WRITTEN TASK 1: Extract the stretch of the birch bark canoe text from "Traditional Birch Bark" through "crew and gear.", word for word.

DOCUMENT EXTRACT:
The shapes of the ends of the canoes (nose) distinguish the styles of different tribes. The top canoe is a Chippewa Long Nose, the middle one is a Beotuk, and the bottom one is an Algonquin. Hafeman Boat Works also has forms for nose styles in Malecite and Tetes de Boule.

20240909_150034.jpg

Birch bark canoes are made right side up and from the outside in, which is the opposite way in which cedar strip canoes are constructed. The white, waterproof side of the bark is in; the yellow side is out because that side soaks up water to make it more pliable. Pieces are lapped and sewn together with the spruce roots; the bow stem is inserted and sewn into place to shape the ends of the canoe. These stems are bent by soaking them. They are then fitted into a wooden form and left to dry. Sides are pulled up and held in place by another wooden form; gunwales are bent and secured. Forty-eight-inch-long strips of cedar are inserted perpendicularly, and ribs are formed (via steam processing) and pounded in place. The ends of the ribs are caught under the gunwales, thus applying pressure against the lining. This, in turn, exerts pressure against the bark and maintains the form of the canoe. Pitching the canoe—or putting pitch (polyurethane sealant) over the seams—is the final step.

Each Hafeman Boat Works birch bark canoe is a work of art. Visitors can witness the process and hear the stories of local history. Spending an afternoon at the Hafeman Boat Works is something the whole family will enjoy and remember for years to come.  

Traditional Birch Bark Canoe Types

 

Montreal: Thirty-seven feet long; used by the voyageurs on the Great Lakes during the fur trading era as it could carry three tons of goods plus its crew and gear.

DATA TO USE:
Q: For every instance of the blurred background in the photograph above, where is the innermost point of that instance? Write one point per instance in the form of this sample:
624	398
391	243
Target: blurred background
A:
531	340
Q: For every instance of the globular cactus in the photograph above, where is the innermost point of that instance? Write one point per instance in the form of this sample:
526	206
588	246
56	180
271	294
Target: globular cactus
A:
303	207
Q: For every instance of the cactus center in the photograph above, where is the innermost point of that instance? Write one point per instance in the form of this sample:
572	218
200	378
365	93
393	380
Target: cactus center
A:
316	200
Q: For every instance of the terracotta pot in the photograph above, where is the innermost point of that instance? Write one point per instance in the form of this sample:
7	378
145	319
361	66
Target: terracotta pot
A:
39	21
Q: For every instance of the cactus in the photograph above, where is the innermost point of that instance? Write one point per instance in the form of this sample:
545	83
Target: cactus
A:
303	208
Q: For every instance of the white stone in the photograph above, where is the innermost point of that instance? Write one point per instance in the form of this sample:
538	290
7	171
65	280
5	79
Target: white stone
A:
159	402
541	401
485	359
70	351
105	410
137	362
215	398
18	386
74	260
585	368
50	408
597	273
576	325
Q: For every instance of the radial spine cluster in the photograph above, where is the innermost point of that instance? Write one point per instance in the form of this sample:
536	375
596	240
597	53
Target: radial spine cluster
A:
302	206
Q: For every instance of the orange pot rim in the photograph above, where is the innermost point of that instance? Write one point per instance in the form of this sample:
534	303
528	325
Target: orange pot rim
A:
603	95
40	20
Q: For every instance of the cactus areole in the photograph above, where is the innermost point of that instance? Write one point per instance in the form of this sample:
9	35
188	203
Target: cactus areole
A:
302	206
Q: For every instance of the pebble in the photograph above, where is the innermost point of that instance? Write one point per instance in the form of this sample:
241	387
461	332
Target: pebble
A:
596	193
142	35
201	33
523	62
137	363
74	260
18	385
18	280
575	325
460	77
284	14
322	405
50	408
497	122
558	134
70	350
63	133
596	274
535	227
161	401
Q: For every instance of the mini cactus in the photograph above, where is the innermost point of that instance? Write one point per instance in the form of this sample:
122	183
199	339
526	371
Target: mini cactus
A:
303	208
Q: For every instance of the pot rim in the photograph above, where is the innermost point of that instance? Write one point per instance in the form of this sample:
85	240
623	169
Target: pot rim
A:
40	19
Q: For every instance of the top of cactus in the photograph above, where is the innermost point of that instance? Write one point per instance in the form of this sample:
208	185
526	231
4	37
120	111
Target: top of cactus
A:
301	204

WRITTEN TASK 2: Copy the listing verbatim from the line containing "Q: For every instance of the mini" through the end of the listing, including both ends.

WRITTEN REPLY 1:
Traditional Birch Bark Canoe Types

 

Montreal: Thirty-seven feet long; used by the voyageurs on the Great Lakes during the fur trading era as it could carry three tons of goods plus its crew and gear.

WRITTEN REPLY 2:
Q: For every instance of the mini cactus in the photograph above, where is the innermost point of that instance? Write one point per instance in the form of this sample:
122	183
199	339
526	371
Target: mini cactus
A:
303	208
Q: For every instance of the pot rim in the photograph above, where is the innermost point of that instance? Write one point per instance in the form of this sample:
85	240
623	169
Target: pot rim
A:
40	19
Q: For every instance of the top of cactus in the photograph above, where is the innermost point of that instance? Write one point per instance in the form of this sample:
208	185
526	231
4	37
120	111
Target: top of cactus
A:
301	204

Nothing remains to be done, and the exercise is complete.